__DATASET EXCERPTS__
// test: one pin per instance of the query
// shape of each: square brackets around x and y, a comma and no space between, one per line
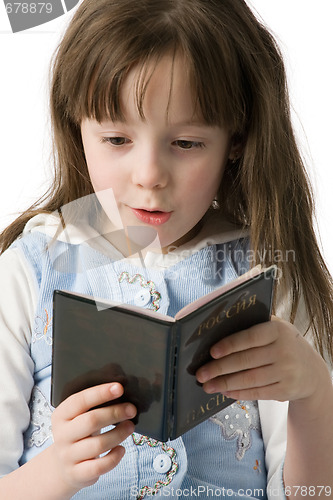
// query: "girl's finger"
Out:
[94,446]
[256,336]
[247,379]
[84,400]
[236,362]
[93,421]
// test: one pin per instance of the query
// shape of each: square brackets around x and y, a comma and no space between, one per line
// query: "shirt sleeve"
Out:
[18,298]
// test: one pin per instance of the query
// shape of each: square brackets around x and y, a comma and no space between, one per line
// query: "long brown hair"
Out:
[239,81]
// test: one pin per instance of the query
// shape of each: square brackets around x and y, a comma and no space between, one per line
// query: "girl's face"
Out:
[164,169]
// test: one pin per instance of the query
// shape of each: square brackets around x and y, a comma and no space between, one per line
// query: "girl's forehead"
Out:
[163,85]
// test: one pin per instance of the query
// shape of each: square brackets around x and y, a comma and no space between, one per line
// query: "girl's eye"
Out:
[183,144]
[115,141]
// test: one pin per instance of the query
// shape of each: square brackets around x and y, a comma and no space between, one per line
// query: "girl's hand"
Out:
[267,361]
[77,439]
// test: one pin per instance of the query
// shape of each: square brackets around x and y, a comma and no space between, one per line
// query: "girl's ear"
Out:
[236,148]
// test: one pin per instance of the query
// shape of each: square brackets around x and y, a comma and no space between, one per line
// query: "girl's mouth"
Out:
[153,217]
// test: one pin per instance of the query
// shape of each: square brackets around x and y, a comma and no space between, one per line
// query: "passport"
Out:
[154,356]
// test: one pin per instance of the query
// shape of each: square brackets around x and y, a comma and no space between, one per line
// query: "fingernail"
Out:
[203,375]
[115,389]
[130,411]
[216,352]
[210,388]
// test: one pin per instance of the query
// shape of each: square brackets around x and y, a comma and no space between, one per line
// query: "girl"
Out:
[171,116]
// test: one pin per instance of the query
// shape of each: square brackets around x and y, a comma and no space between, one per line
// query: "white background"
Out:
[304,31]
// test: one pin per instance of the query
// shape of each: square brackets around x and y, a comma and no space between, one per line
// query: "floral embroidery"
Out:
[236,422]
[141,440]
[257,467]
[41,413]
[42,329]
[156,296]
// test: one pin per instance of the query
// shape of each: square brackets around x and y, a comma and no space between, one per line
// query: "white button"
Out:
[162,463]
[142,298]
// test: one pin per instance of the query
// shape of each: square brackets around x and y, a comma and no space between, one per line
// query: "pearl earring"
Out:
[215,204]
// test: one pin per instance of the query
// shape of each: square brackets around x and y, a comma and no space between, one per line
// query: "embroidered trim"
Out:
[257,467]
[171,452]
[42,329]
[236,422]
[156,296]
[41,412]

__STATED TASK__
Copy every entry word for word, but omit the pictures.

__OUTPUT OF THE EXERCISE__
// test: one pin per instance of the query
// shape of each: square brackets around x and y, a comma and no space between, one per line
// query: "girl's finger"
Out:
[94,446]
[256,336]
[247,379]
[84,400]
[236,362]
[93,421]
// test: one pin per instance of the query
// shape of each: square brackets around x and y, a comma and no space between, one per line
// query: "shirt sleeve"
Out:
[18,298]
// test: one pin per instance of the query
// shape of each: square brackets around x and y, a comma and no space between, one per line
// query: "long brown hair"
Out:
[239,81]
// test: one pin per instance of the query
// shape of each: square brackets around x and y, a comma and no space between, one per line
// query: "girl's face"
Out:
[164,169]
// test: one pin per instance of the query
// shape of each: square brackets around x and y, a comma and no space between, one per line
// query: "girl's forehead"
Out:
[163,85]
// test: one pin per instance of the query
// shape of each: square brackets around x and y, a comma and no space between, one per line
// query: "girl's eye"
Out:
[183,144]
[115,141]
// test: one pin per instance of the query
// shape of each: square brackets around x and y, a comma and no space between, one per line
// query: "girl's hand"
Out:
[267,361]
[77,439]
// test: one pin per instance of the query
// shape of each: square brackets around x and y, a comma and no space between, one per line
// query: "girl's ear"
Out:
[236,148]
// test: one pin per instance of the query
// shape of each: square brackets around x and y, a comma and no space between, one per line
// query: "girl's mouth"
Out:
[153,217]
// test: one pin per instance of the query
// shape of each: square brackets around x and y, a comma and no space between, one per line
// query: "passport"
Out:
[154,356]
// test: one pin per instance of the query
// shape of each: square brackets around x and y, a comma and no space between, one per line
// query: "fingernail"
Out:
[203,375]
[115,389]
[130,411]
[216,352]
[210,388]
// test: one pin per instance of the query
// shape of each: square brackets around x and y, a comma and no space between, one per line
// query: "girl"
Out:
[171,116]
// test: one pin per instance of the query
// shape of each: square brackets around x and y, a comma and no space between, one per line
// query: "white background"
Out:
[304,31]
// test: one pin per instance of the query
// shape of each: square brackets around x and y, a comma and no space between, one per line
// query: "floral embroidery"
Out:
[236,422]
[141,440]
[257,467]
[41,413]
[42,329]
[156,296]
// test: one pin per instance of the query
// shape of each: square brackets around x and y, a comma and no space between, one per line
// query: "white button"
Out:
[162,463]
[142,298]
// test: one pin per instance of the query
// shape of each: square brackets around x and y, a comma and no space between, one per line
// query: "pearl earring"
Out:
[215,204]
// test: one pin per instance of the query
// shape of each: square brackets around x and y, a comma and no space between, one per line
// query: "embroidered trim"
Out:
[257,467]
[171,452]
[42,329]
[236,422]
[156,296]
[41,412]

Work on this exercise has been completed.